STATED TASK >>
Copy every line of the listing below word for word, changing nothing.

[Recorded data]

+++

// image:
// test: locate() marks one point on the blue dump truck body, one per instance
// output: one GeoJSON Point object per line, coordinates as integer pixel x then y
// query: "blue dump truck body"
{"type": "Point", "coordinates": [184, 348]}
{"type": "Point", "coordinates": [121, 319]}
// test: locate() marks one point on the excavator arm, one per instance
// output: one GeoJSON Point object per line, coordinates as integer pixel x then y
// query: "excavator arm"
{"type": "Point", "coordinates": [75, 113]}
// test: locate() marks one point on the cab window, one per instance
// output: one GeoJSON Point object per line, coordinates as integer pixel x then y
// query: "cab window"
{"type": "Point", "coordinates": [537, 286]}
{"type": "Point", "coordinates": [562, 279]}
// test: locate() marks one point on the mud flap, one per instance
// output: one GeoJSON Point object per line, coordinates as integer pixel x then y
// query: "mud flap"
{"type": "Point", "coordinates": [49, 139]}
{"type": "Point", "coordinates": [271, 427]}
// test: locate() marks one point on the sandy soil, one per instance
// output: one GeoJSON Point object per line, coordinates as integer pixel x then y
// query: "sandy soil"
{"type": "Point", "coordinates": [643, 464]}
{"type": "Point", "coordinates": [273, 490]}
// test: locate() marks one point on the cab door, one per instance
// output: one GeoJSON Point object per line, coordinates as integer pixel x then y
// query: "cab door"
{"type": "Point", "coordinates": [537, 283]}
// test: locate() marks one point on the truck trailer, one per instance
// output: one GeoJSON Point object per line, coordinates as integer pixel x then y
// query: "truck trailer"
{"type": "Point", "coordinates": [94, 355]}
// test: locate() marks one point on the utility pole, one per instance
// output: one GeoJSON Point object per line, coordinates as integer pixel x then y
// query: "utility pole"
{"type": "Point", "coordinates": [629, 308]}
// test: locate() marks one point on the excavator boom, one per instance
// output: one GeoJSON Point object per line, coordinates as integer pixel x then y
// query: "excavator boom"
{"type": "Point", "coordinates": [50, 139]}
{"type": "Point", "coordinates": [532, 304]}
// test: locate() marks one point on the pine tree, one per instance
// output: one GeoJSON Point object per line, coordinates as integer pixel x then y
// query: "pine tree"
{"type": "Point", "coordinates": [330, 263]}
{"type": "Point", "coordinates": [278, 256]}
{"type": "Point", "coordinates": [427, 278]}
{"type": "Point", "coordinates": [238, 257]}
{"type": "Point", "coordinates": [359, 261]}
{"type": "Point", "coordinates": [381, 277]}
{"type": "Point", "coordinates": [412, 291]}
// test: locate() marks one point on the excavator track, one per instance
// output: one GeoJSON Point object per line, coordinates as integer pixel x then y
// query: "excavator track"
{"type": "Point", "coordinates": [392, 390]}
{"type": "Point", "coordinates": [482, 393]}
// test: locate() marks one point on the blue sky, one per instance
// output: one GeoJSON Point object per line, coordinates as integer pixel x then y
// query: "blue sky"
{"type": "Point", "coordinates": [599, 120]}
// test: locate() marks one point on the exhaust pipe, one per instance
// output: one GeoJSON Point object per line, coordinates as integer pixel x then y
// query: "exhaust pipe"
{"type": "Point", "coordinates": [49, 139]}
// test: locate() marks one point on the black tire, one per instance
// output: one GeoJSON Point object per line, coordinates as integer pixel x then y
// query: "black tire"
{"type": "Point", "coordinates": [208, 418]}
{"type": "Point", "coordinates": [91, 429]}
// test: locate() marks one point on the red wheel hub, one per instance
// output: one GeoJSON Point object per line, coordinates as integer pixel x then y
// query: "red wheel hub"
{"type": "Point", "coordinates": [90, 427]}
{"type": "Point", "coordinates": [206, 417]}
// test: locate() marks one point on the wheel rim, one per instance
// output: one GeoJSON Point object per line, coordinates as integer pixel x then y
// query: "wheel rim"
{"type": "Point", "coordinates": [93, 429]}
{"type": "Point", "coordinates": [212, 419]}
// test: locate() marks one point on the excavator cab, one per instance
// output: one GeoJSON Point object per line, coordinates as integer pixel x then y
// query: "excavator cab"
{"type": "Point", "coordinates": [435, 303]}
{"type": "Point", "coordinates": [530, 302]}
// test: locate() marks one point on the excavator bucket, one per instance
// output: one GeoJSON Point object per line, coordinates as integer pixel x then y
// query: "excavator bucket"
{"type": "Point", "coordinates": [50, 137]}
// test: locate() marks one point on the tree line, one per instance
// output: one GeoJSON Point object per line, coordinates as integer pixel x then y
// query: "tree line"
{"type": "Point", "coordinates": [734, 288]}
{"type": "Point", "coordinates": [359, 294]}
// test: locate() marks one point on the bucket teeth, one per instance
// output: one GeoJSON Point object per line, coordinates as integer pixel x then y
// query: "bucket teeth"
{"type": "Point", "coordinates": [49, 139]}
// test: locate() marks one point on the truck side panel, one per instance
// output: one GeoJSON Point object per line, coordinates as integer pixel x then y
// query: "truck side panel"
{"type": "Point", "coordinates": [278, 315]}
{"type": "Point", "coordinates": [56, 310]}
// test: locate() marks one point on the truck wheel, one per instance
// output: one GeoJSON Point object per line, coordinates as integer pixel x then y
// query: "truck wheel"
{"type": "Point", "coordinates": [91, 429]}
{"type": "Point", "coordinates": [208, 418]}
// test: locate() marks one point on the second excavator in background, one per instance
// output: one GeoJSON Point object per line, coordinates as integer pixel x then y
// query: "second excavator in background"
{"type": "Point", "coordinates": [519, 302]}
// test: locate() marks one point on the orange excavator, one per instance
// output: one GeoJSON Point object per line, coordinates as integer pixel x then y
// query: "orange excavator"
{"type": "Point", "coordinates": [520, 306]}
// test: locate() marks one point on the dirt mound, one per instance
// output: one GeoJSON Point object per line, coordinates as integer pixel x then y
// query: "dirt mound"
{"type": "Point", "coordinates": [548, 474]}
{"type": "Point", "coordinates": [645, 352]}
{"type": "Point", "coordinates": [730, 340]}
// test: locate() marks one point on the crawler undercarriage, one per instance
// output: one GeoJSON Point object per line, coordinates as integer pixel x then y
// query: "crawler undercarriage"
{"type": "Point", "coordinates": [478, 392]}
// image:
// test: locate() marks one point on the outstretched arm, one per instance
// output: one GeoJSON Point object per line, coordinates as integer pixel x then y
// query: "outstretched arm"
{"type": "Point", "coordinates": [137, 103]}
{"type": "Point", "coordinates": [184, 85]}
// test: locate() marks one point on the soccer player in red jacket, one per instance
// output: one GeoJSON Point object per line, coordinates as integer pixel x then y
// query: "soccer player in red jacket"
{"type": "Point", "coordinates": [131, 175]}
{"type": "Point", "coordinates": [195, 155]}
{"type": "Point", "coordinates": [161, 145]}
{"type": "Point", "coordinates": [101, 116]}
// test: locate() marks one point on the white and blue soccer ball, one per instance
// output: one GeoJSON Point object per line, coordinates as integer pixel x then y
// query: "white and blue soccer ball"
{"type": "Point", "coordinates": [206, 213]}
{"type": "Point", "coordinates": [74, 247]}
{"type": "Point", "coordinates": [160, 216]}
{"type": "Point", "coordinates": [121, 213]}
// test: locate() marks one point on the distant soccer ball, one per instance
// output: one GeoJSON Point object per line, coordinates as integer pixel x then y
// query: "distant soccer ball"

+++

SOLUTION FOR THIS EXERCISE >>
// image:
// test: locate() marks one point on the blue dump truck body, one per instance
// output: one GeoJSON Point object per line, coordinates as integer pixel x then y
// query: "blue dump truck body"
{"type": "Point", "coordinates": [184, 348]}
{"type": "Point", "coordinates": [121, 319]}
// test: locate() marks one point on the excavator arm, one per instance
// output: one GeoJSON Point object per line, coordinates as integer pixel x then y
// query: "excavator arm"
{"type": "Point", "coordinates": [75, 113]}
// test: locate() marks one point on the cab window, one per instance
// output: one GeoJSON Point object per line, coordinates as integer pixel x then y
// query: "cab window"
{"type": "Point", "coordinates": [537, 286]}
{"type": "Point", "coordinates": [562, 279]}
// test: locate() marks one point on the mud flap, one per instance
// output: one GeoJSON Point object per line, coordinates as integer pixel x then y
// query: "mud flap"
{"type": "Point", "coordinates": [49, 139]}
{"type": "Point", "coordinates": [271, 427]}
// test: locate() marks one point on the sandy soil, one per instance
// output: one GeoJSON Point object per line, coordinates as integer pixel x then y
// query: "sandy soil"
{"type": "Point", "coordinates": [643, 464]}
{"type": "Point", "coordinates": [273, 490]}
// test: locate() marks one point on the cab door, one per instance
// output: one GeoJSON Point object per line, coordinates as integer pixel x then y
// query: "cab door"
{"type": "Point", "coordinates": [537, 283]}
// test: locate() marks one point on the truck trailer, one per instance
// output: one GeoJSON Point object per line, coordinates as integer pixel x then y
// query: "truck trailer"
{"type": "Point", "coordinates": [94, 355]}
// test: locate() marks one point on the utility pole, one per instance
// output: one GeoJSON Point object per line, coordinates as integer pixel x then y
// query: "utility pole"
{"type": "Point", "coordinates": [629, 308]}
// test: locate() marks one point on the excavator boom, one per instance
// output: one GeoJSON Point object per line, coordinates as integer pixel x then y
// query: "excavator boom"
{"type": "Point", "coordinates": [50, 139]}
{"type": "Point", "coordinates": [532, 304]}
// test: locate() marks one point on the pine tree, one per instance
// output: one GeoJSON Point object per line, coordinates as integer pixel x then y
// query: "pine tree"
{"type": "Point", "coordinates": [330, 263]}
{"type": "Point", "coordinates": [278, 256]}
{"type": "Point", "coordinates": [427, 278]}
{"type": "Point", "coordinates": [238, 257]}
{"type": "Point", "coordinates": [359, 261]}
{"type": "Point", "coordinates": [381, 277]}
{"type": "Point", "coordinates": [412, 291]}
// test: locate() marks one point on the excavator track, one per instance
// output: one GeoJSON Point object per line, coordinates as integer pixel x then y
// query: "excavator track"
{"type": "Point", "coordinates": [392, 390]}
{"type": "Point", "coordinates": [482, 393]}
// test: locate() marks one point on the blue sky, one per instance
// output: one GeoJSON Point object per line, coordinates as integer pixel x then y
// query: "blue sky"
{"type": "Point", "coordinates": [599, 120]}
// test: locate() marks one point on the exhaust pipe, one per instance
// output: one GeoJSON Point object per line, coordinates as integer pixel x then y
// query: "exhaust pipe"
{"type": "Point", "coordinates": [49, 139]}
// test: locate() marks one point on the black tire, one per instance
// output: one GeoJSON Point object per line, coordinates as integer pixel x then y
// query: "black tire"
{"type": "Point", "coordinates": [208, 418]}
{"type": "Point", "coordinates": [91, 429]}
// test: locate() marks one point on the red wheel hub, one per instance
// output: one GeoJSON Point object per line, coordinates as integer pixel x then y
// query: "red wheel hub"
{"type": "Point", "coordinates": [90, 427]}
{"type": "Point", "coordinates": [206, 417]}
// test: locate() marks one point on the wheel rim, one per instance
// output: one GeoJSON Point object per line, coordinates as integer pixel x then y
// query: "wheel rim"
{"type": "Point", "coordinates": [93, 429]}
{"type": "Point", "coordinates": [212, 419]}
// test: locate() marks one point on the excavator cab, one per instance
// output: one GeoJSON Point object per line, coordinates as integer pixel x then y
// query: "excavator cab"
{"type": "Point", "coordinates": [435, 303]}
{"type": "Point", "coordinates": [530, 302]}
// test: locate() marks one point on the excavator bucket, one per instance
// output: one GeoJSON Point object per line, coordinates as integer pixel x then y
// query: "excavator bucket"
{"type": "Point", "coordinates": [50, 137]}
// test: locate() marks one point on the tree line, one per instance
// output: one GeoJSON Point object per line, coordinates as integer pixel x then y
// query: "tree line"
{"type": "Point", "coordinates": [734, 288]}
{"type": "Point", "coordinates": [359, 294]}
// test: locate() marks one point on the bucket teeth, one per instance
// output: one GeoJSON Point object per line, coordinates as integer pixel x then y
// query: "bucket teeth"
{"type": "Point", "coordinates": [49, 139]}
// test: locate() marks one point on the truck side panel, one per instance
// output: one GeoJSON Point object per line, coordinates as integer pixel x then y
// query: "truck side panel"
{"type": "Point", "coordinates": [278, 315]}
{"type": "Point", "coordinates": [56, 310]}
// test: locate() marks one point on the truck wheel, one per instance
// output: one GeoJSON Point object per line, coordinates as integer pixel x then y
// query: "truck wheel"
{"type": "Point", "coordinates": [91, 429]}
{"type": "Point", "coordinates": [208, 418]}
// test: locate() marks one point on the second excavator in background, one per instance
// output: one GeoJSON Point object per line, coordinates as integer pixel x then y
// query: "second excavator in background"
{"type": "Point", "coordinates": [519, 302]}
// test: locate() marks one point on the orange excavator, one per instance
// output: one GeoJSON Point object per line, coordinates as integer pixel x then y
// query: "orange excavator"
{"type": "Point", "coordinates": [520, 306]}
// test: locate() marks one point on the dirt mound, one per instance
// output: one GeoJSON Point object per line, coordinates as integer pixel x then y
// query: "dirt mound"
{"type": "Point", "coordinates": [548, 474]}
{"type": "Point", "coordinates": [645, 352]}
{"type": "Point", "coordinates": [730, 340]}
// test: locate() marks one point on the crawler undercarriage, one per instance
// output: one GeoJSON Point object per line, coordinates as integer pixel x then y
// query: "crawler undercarriage"
{"type": "Point", "coordinates": [478, 392]}
// image:
// test: locate() marks one point on the outstretched arm, one per instance
// output: one GeoJSON Point object per line, coordinates as integer pixel x then y
// query: "outstretched arm"
{"type": "Point", "coordinates": [137, 103]}
{"type": "Point", "coordinates": [184, 85]}
// test: locate() marks one point on the soccer player in red jacket, one per instance
// output: one GeoJSON Point object per line, coordinates as integer pixel x then y
// query: "soccer player in red jacket"
{"type": "Point", "coordinates": [131, 175]}
{"type": "Point", "coordinates": [195, 155]}
{"type": "Point", "coordinates": [161, 145]}
{"type": "Point", "coordinates": [101, 116]}
// test: locate() marks one point on the white and blue soccer ball, one per instance
// output: one GeoJSON Point object per line, coordinates as integer pixel x then y
// query: "white and blue soccer ball"
{"type": "Point", "coordinates": [206, 213]}
{"type": "Point", "coordinates": [74, 247]}
{"type": "Point", "coordinates": [160, 216]}
{"type": "Point", "coordinates": [121, 213]}
// test: locate() marks one point on the distant soccer ball, one per instance
// output: one GeoJSON Point object per line, coordinates as integer pixel x then y
// query: "distant soccer ball"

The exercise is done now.